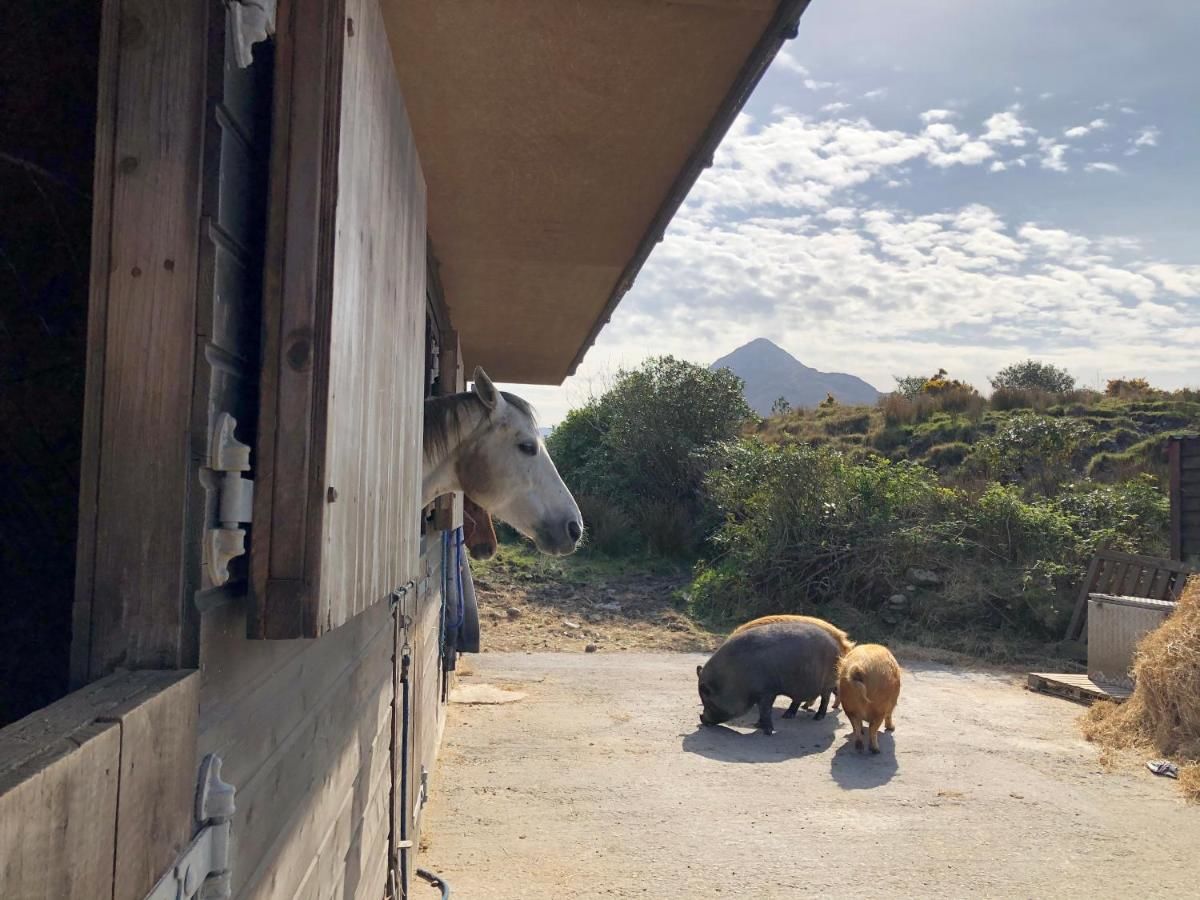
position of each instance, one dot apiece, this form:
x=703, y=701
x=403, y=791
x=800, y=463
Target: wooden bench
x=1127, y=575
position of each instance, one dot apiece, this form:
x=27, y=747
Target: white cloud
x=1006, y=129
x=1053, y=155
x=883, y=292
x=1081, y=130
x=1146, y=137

=====

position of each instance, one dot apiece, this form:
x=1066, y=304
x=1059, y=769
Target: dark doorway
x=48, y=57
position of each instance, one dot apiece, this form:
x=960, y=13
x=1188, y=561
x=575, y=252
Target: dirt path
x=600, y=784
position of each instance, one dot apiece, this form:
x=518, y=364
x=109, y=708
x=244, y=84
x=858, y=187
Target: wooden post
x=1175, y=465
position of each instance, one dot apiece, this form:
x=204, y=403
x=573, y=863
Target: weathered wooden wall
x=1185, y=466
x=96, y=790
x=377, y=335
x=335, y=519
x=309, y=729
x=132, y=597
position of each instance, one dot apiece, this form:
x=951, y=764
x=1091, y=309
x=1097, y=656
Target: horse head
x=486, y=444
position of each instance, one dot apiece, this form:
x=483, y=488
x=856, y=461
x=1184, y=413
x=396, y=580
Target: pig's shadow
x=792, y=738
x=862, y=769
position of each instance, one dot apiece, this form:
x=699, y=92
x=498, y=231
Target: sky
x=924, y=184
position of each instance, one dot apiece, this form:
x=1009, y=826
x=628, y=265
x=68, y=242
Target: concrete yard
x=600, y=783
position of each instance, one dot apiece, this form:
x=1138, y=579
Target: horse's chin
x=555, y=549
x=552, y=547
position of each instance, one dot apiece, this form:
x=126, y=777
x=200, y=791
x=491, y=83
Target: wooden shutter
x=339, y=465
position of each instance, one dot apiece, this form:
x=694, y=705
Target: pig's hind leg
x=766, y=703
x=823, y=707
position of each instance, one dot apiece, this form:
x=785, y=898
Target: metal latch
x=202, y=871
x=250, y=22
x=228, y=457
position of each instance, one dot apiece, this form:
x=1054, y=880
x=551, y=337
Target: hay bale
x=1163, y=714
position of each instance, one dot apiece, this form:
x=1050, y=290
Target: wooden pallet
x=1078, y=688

=====

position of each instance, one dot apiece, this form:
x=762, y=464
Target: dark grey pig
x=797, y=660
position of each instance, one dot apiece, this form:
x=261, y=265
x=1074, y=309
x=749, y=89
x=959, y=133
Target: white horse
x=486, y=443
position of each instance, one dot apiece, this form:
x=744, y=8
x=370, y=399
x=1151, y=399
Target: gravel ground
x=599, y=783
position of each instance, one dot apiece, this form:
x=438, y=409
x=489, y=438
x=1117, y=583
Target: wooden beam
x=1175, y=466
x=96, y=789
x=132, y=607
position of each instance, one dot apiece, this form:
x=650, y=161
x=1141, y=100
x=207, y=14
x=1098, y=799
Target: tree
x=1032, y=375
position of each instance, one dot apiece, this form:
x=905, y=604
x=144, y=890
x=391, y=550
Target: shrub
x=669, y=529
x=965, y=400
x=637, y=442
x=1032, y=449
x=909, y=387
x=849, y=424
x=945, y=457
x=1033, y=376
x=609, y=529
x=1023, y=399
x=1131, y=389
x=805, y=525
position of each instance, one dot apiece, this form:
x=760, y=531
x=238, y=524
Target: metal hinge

=====

Your goal —
Select and copy every line in the rows above that contains the word "white".

Right answer —
Target: white cloud
Target: white horse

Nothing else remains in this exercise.